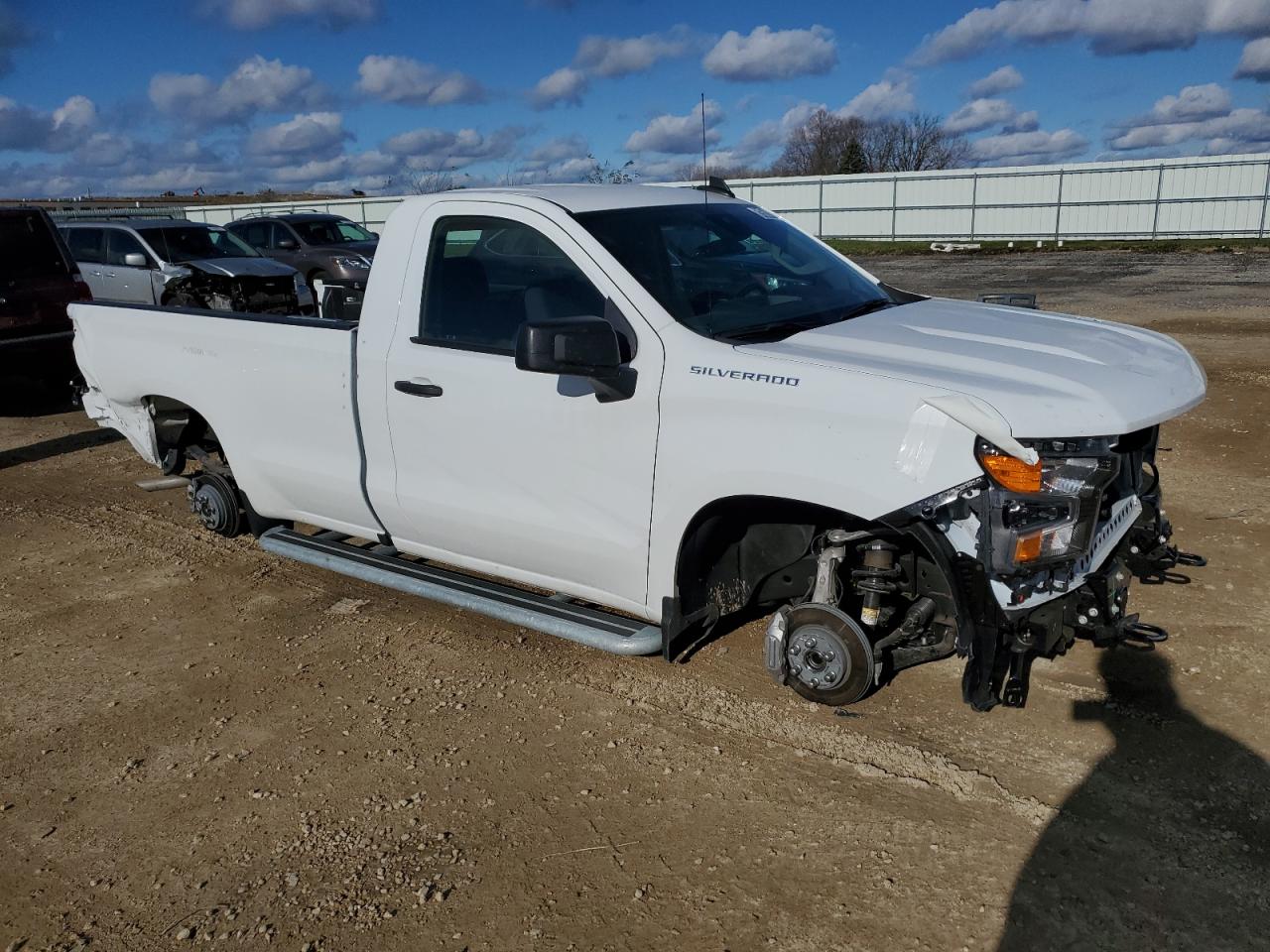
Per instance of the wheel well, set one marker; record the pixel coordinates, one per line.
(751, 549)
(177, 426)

━━━

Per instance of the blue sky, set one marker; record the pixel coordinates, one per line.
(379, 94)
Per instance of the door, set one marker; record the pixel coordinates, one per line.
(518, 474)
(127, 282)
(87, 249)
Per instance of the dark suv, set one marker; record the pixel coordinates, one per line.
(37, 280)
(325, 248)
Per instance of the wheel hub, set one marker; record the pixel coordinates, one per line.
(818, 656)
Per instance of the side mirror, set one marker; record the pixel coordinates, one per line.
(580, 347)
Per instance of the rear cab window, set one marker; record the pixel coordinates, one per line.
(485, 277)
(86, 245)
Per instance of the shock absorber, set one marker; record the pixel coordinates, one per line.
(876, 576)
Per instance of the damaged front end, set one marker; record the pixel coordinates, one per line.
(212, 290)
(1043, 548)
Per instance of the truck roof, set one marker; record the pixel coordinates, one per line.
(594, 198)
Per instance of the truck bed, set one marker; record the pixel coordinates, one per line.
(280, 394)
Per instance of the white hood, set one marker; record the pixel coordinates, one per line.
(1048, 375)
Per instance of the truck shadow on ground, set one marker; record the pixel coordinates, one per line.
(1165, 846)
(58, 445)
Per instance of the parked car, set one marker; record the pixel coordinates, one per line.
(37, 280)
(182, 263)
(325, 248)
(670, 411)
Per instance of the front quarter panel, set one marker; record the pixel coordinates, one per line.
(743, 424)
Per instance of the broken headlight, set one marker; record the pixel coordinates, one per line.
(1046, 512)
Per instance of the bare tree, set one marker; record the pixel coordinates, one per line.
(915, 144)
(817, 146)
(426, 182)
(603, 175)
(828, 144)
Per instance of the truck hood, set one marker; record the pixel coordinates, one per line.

━━━

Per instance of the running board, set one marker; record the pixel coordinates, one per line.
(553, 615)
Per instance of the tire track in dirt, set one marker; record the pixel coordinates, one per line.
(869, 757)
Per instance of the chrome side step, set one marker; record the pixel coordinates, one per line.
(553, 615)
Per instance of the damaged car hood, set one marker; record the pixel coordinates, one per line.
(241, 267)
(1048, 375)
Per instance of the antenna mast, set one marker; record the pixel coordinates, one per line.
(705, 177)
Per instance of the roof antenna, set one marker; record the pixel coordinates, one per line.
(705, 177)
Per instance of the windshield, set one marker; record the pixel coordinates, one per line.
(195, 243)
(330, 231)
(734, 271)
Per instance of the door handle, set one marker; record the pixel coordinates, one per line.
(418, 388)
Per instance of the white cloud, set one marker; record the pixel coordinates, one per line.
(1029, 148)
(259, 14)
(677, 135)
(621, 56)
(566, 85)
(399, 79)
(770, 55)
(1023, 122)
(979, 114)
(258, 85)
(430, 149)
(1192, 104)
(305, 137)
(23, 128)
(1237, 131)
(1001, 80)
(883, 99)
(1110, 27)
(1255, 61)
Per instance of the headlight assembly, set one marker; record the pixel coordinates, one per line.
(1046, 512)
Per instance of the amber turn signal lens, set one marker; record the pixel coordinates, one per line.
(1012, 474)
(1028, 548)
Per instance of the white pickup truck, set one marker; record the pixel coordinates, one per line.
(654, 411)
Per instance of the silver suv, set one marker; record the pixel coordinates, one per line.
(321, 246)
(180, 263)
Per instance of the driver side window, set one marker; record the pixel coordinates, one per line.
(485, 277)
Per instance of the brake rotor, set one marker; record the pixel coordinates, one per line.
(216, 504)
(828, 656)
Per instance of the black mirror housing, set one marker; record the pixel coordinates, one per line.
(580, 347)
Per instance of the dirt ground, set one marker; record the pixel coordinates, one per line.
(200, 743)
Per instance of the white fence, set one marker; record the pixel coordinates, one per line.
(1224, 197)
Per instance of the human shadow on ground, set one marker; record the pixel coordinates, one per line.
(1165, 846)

━━━

__TASK DETAILS__: Copy the data verbatim, starting at the line containing "Per instance of the truck bed, set" and ending with the line containing "Per instance of the truck hood, set", both included.

__FULL OUTPUT__:
Per instance of the truck bed, set one marker; record the pixel coordinates, one per line.
(280, 394)
Per instance of the white hood, set one marker; record the pixel coordinates, one per line.
(1048, 375)
Per instance of the truck shadow on ground, set one marker; record the pixel coordinates, one per line.
(1165, 846)
(58, 445)
Per instance of the parked car, set one marker; record the pixel coordinates, one per line.
(37, 280)
(182, 263)
(325, 248)
(670, 411)
Per instance of the front quarter panel, set one marker; record the pixel coordinates, one per line.
(743, 424)
Per instance of the broken headlight, set one marker; record the pixel coordinates, one per line.
(1046, 512)
Per instance of the bare tree, set one marker; record the pixel coordinates, one per line.
(915, 144)
(817, 146)
(426, 182)
(603, 175)
(828, 144)
Per instance of the truck hood, set one marker; record the pixel coordinates, one per line.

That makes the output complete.